TEXTO ELEGIDO →
....
La anulación del rostro de un ser humano por deformación, ocultamiento o destrucción es un acto (y gesto) de alquimia radical, que trasmuta lo conocido y esperado en ignoto ergo pavoroso.
El rostro es el pasaporte social que permite a los individuos manifestar su pertenencia a la especie, más allá de las huellas digitales o las impresiones dentales —recursos últimos de identificación cuando los rasgos faciales desaparecen. La faz humana es el epicentro de las concepciones de belleza o “raza”, y por ende de todos los privilegios que gozan quienes cumplen con estándares, cánones y convenciones de hermosura.
El rostro es imprescindible para pertenecer a la humanidad, que huye despavorida ante las faces no accesibles desde los parámetros inscritos en estas leyes, escritas a veces, no escritas otras tantas —las más.
Vetar una cara humana con vendajes al escrutinio público, es tanto un subrayado como una advertencia, a la vez que un misterio tan terrible como seductor. Para las multitudes, las densas y apretadas gasas se convierten en la última frontera de lo (re)conocido.
Quien yace al otro lado conoce el verdadero sentido de la soledad, el aislamiento y la segregación. Su condición humana se derrumba bajo el infinito peso de algo fabricado con materiales ligeros, pero de una densidad simbólica inconmensurable.
....
PREGUNTAS DE REPASO →
a – Saca del texto sobre el rostro, sin cambiar nada, el pasaje que empieza en "La anulación del" y termina en "convenciones de hermosura.".
b – Contesta estas preguntas con lo que dice el texto sobre el rostro:
(i) ¿Qué recursos últimos de identificación se mencionan para cuando desaparecen los rasgos faciales?
(ii) ¿En qué se convierten las gasas para las multitudes?
(iii) ¿Qué conoce quien yace al otro lado?
Las líneas que siguen no tienen nada que ver con esto.

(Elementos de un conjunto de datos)
....
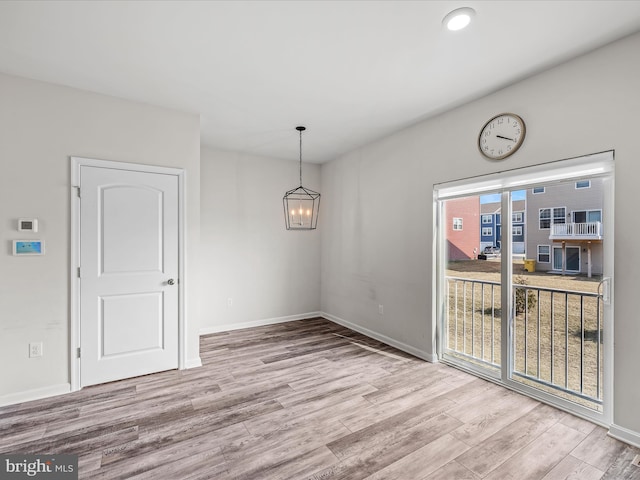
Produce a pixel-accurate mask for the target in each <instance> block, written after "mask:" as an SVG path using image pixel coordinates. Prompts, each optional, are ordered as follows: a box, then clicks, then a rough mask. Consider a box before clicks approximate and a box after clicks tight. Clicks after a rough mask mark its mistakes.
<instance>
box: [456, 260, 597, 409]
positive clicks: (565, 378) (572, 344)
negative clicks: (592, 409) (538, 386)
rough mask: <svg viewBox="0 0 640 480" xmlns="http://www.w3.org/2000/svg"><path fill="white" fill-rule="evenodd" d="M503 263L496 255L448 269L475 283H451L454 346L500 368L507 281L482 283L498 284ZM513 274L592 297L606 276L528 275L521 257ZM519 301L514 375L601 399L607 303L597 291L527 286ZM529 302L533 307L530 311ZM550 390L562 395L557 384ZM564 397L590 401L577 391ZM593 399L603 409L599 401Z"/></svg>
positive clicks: (514, 321)
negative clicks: (577, 394) (514, 372)
mask: <svg viewBox="0 0 640 480" xmlns="http://www.w3.org/2000/svg"><path fill="white" fill-rule="evenodd" d="M500 268H501V263H500V261H499V260H497V259H490V260H469V261H459V262H450V263H449V264H448V268H447V271H446V275H447V276H449V277H457V278H463V279H465V280H469V281H466V282H453V281H449V309H448V327H449V338H448V344H449V348H450V349H453V350H456V351H458V352H459V353H462V354H464V355H466V356H471V357H474V358H476V359H479V360H482V361H484V362H488V363H494V364H497V365H499V364H500V362H501V358H500V331H501V305H500V301H501V298H500V286H499V285H496V286H491V285H487V284H485V285H484V287H483V286H482V284H481V283H479V282H482V281H484V282H486V281H491V282H499V281H500ZM513 277H514V285H516V284H518V285H526V287H540V288H548V289H554V290H561V291H562V292H583V293H585V294H594V293H597V290H598V284H599V282H600V280H601V277H600V276H593V277H592V278H587V277H586V275H585V276H582V275H558V274H552V273H546V272H526V271H525V270H524V263H523V261H522V260H516V261H514V263H513ZM471 280H475V281H476V283H472V282H470V281H471ZM525 295H526V297H525ZM525 298H527V299H528V300H526V301H525ZM516 303H517V304H518V305H519V308H518V312H517V315H516V316H515V319H514V338H515V350H514V361H515V365H514V372H517V373H522V374H525V375H528V376H530V377H533V378H538V379H540V380H543V381H545V382H548V383H551V384H553V385H556V386H558V387H560V388H562V389H566V390H569V391H573V392H577V393H581V394H583V395H586V396H588V397H594V398H601V395H602V358H603V355H602V353H603V352H602V347H603V344H602V330H601V329H602V323H601V322H602V320H601V319H602V303H601V302H600V303H598V300H597V298H596V297H595V296H589V295H579V294H573V293H571V294H565V293H553V294H552V293H551V292H546V291H543V290H542V291H539V290H537V289H529V290H526V293H525V290H524V289H522V288H521V287H520V288H516ZM525 304H528V308H527V309H526V312H525V308H524V307H525ZM598 316H599V318H600V320H599V319H598ZM598 321H600V332H599V329H598ZM598 340H599V341H598ZM525 353H526V355H525ZM552 358H553V361H552ZM522 381H523V382H525V383H531V382H530V381H529V380H522ZM549 390H550V391H552V393H556V394H557V391H555V390H554V389H553V388H550V389H549ZM561 396H563V397H565V398H569V399H571V400H574V401H576V402H578V403H581V404H585V402H584V401H583V400H582V399H580V398H578V397H576V396H575V395H572V394H569V395H566V394H561ZM587 404H588V406H590V407H592V408H599V407H598V405H597V404H596V403H593V402H587Z"/></svg>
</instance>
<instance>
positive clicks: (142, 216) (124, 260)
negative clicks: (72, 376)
mask: <svg viewBox="0 0 640 480" xmlns="http://www.w3.org/2000/svg"><path fill="white" fill-rule="evenodd" d="M80 179H81V192H82V196H81V207H80V210H81V212H80V217H81V219H80V238H81V240H80V265H81V279H80V298H81V300H80V341H81V349H82V355H81V366H80V375H81V377H80V378H81V384H82V386H86V385H92V384H96V383H103V382H108V381H112V380H118V379H122V378H128V377H133V376H137V375H143V374H147V373H152V372H157V371H162V370H168V369H173V368H177V367H178V288H177V280H178V278H177V275H178V177H177V176H175V175H165V174H158V173H147V172H136V171H129V170H118V169H110V168H101V167H90V166H82V167H81V171H80ZM170 279H172V280H173V281H172V282H169V280H170Z"/></svg>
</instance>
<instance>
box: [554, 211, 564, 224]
mask: <svg viewBox="0 0 640 480" xmlns="http://www.w3.org/2000/svg"><path fill="white" fill-rule="evenodd" d="M566 212H567V209H566V208H564V207H559V208H554V209H553V223H554V224H558V223H567V217H566Z"/></svg>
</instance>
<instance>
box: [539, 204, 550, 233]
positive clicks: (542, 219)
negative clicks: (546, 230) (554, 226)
mask: <svg viewBox="0 0 640 480" xmlns="http://www.w3.org/2000/svg"><path fill="white" fill-rule="evenodd" d="M539 218H540V229H541V230H543V229H546V228H551V209H550V208H541V209H540V217H539Z"/></svg>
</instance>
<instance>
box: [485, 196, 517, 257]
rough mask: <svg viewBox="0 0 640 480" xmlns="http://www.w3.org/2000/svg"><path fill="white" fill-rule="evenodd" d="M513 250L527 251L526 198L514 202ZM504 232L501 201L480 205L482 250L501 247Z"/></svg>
mask: <svg viewBox="0 0 640 480" xmlns="http://www.w3.org/2000/svg"><path fill="white" fill-rule="evenodd" d="M511 209H512V214H511V216H512V219H511V233H512V240H511V241H512V251H513V253H517V254H524V253H525V251H526V250H525V247H526V244H525V243H526V242H525V235H526V232H525V219H526V215H525V213H526V212H525V211H526V200H516V201H514V202H513V204H512V207H511ZM501 234H502V220H501V213H500V202H491V203H483V204H481V205H480V251H481V252H482V251H484V249H485V248H486V247H497V248H500V244H501V242H500V240H501Z"/></svg>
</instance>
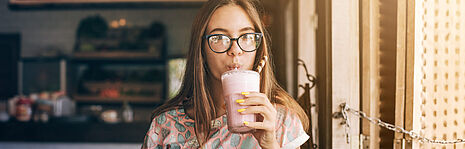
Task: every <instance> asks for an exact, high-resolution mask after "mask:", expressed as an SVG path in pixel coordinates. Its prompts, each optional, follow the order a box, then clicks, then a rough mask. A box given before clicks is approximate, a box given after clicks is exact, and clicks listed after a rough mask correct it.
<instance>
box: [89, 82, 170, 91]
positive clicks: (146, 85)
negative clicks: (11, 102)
mask: <svg viewBox="0 0 465 149" xmlns="http://www.w3.org/2000/svg"><path fill="white" fill-rule="evenodd" d="M84 86H86V87H88V88H97V89H102V88H128V89H134V88H138V89H140V90H159V91H161V90H162V88H163V84H161V83H115V82H84Z"/></svg>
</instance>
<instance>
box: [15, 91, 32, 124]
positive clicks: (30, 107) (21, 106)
mask: <svg viewBox="0 0 465 149" xmlns="http://www.w3.org/2000/svg"><path fill="white" fill-rule="evenodd" d="M31 105H32V100H31V99H29V98H25V97H21V98H19V99H18V101H17V102H16V119H17V120H18V121H21V122H27V121H29V120H31V116H32V108H31Z"/></svg>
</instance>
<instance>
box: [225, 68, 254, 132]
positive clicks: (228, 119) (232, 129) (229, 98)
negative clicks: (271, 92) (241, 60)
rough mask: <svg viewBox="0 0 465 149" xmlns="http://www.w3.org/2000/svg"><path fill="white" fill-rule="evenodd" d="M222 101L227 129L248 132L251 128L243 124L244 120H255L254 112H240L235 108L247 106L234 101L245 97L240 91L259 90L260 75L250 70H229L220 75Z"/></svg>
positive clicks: (247, 120)
mask: <svg viewBox="0 0 465 149" xmlns="http://www.w3.org/2000/svg"><path fill="white" fill-rule="evenodd" d="M221 82H222V86H223V95H224V101H225V104H226V111H227V118H228V119H227V121H228V129H229V131H230V132H232V133H248V132H251V131H253V130H254V129H253V128H250V127H247V126H245V125H244V123H243V122H244V121H247V122H255V121H256V116H255V114H240V113H239V112H238V111H237V110H238V109H243V108H247V107H248V106H241V105H239V103H236V100H238V99H245V96H244V95H242V94H241V93H242V92H259V91H260V75H259V74H258V73H257V72H255V71H251V70H231V71H227V72H225V73H223V74H222V75H221Z"/></svg>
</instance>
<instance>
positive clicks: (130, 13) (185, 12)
mask: <svg viewBox="0 0 465 149" xmlns="http://www.w3.org/2000/svg"><path fill="white" fill-rule="evenodd" d="M197 10H198V8H155V9H137V10H136V9H132V10H131V9H106V10H91V9H88V10H27V11H26V10H23V11H17V10H16V11H12V10H9V9H8V0H0V22H1V23H0V33H11V32H19V33H21V38H22V39H21V55H22V56H23V57H30V56H37V55H39V54H40V53H41V52H44V51H45V50H47V49H49V48H48V47H57V48H59V49H61V50H62V51H63V52H64V53H67V54H69V53H71V52H72V48H73V45H74V41H75V36H76V35H75V34H76V29H77V27H78V24H79V21H80V20H81V19H83V18H85V17H87V16H89V15H96V14H99V15H101V16H102V17H104V18H105V19H106V20H107V22H110V21H111V20H117V19H120V18H125V19H126V20H127V24H128V25H135V26H147V25H149V24H150V23H151V22H152V21H160V22H162V23H163V24H165V27H166V29H167V30H166V32H167V36H168V47H167V48H168V49H167V50H168V54H169V55H177V54H182V53H185V52H186V51H187V48H188V42H189V41H188V39H189V37H190V27H191V24H192V21H193V19H194V15H195V14H196V12H197Z"/></svg>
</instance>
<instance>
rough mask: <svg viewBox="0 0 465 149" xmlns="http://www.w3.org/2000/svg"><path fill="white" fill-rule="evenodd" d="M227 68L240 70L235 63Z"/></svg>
mask: <svg viewBox="0 0 465 149" xmlns="http://www.w3.org/2000/svg"><path fill="white" fill-rule="evenodd" d="M227 68H228V70H233V69H240V68H241V65H240V64H237V63H234V64H230V65H228V66H227Z"/></svg>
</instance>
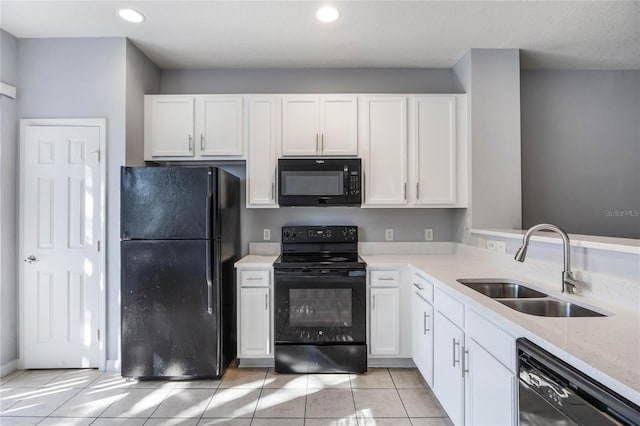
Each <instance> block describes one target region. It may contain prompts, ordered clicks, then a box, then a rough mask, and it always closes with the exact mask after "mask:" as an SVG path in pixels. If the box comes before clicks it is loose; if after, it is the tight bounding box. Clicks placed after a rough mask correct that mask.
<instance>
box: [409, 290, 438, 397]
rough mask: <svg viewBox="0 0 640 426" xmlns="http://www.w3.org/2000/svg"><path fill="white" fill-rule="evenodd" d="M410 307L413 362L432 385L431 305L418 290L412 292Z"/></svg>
mask: <svg viewBox="0 0 640 426" xmlns="http://www.w3.org/2000/svg"><path fill="white" fill-rule="evenodd" d="M412 299H413V301H412V303H413V306H412V309H411V312H412V316H413V321H412V322H411V326H412V339H411V340H412V348H413V363H414V364H415V365H416V367H417V368H418V370H419V371H420V373H421V374H422V377H424V379H425V381H426V382H427V384H429V386H433V306H432V305H431V303H429V302H427V301H426V300H424V299H423V298H422V297H421V296H420V294H419V293H418V292H415V293H413V298H412Z"/></svg>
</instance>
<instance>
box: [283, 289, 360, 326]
mask: <svg viewBox="0 0 640 426" xmlns="http://www.w3.org/2000/svg"><path fill="white" fill-rule="evenodd" d="M351 293H352V290H351V289H348V288H328V289H317V288H294V289H290V290H289V325H291V327H351V326H352V325H353V315H352V310H351V304H352V302H351V300H352V294H351Z"/></svg>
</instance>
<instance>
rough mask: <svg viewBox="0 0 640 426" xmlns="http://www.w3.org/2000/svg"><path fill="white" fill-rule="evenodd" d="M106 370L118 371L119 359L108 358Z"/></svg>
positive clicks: (119, 360)
mask: <svg viewBox="0 0 640 426" xmlns="http://www.w3.org/2000/svg"><path fill="white" fill-rule="evenodd" d="M106 371H120V360H119V359H108V360H107V368H106Z"/></svg>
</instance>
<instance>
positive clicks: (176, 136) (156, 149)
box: [145, 96, 194, 159]
mask: <svg viewBox="0 0 640 426" xmlns="http://www.w3.org/2000/svg"><path fill="white" fill-rule="evenodd" d="M145 104H146V105H145V122H146V124H145V135H147V140H146V143H145V148H149V152H148V153H147V152H145V157H146V159H152V158H155V157H193V155H194V140H193V138H194V133H193V126H194V123H193V120H194V102H193V96H149V97H145ZM146 154H149V156H150V157H149V156H147V155H146Z"/></svg>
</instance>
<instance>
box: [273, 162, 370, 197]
mask: <svg viewBox="0 0 640 426" xmlns="http://www.w3.org/2000/svg"><path fill="white" fill-rule="evenodd" d="M361 185H362V171H361V161H360V159H359V158H326V159H325V158H281V159H279V160H278V204H280V206H353V207H357V206H360V204H362V191H361Z"/></svg>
....
SOLUCIONES →
a –
La anulación del rostro de un ser humano por deformación, ocultamiento o destrucción es un acto (y gesto) de alquimia radical, que trasmuta lo conocido y esperado en ignoto ergo pavoroso.
El rostro es el pasaporte social que permite a los individuos manifestar su pertenencia a la especie, más allá de las huellas digitales o las impresiones dentales —recursos últimos de identificación cuando los rasgos faciales desaparecen. La faz humana es el epicentro de las concepciones de belleza o “raza”, y por ende de todos los privilegios que gozan quienes cumplen con estándares, cánones y convenciones de hermosura.

b –
(i) Las huellas digitales o las impresiones dentales.
(ii) En la última frontera de lo (re)conocido.
(iii) El verdadero sentido de la soledad, el aislamiento y la segregación.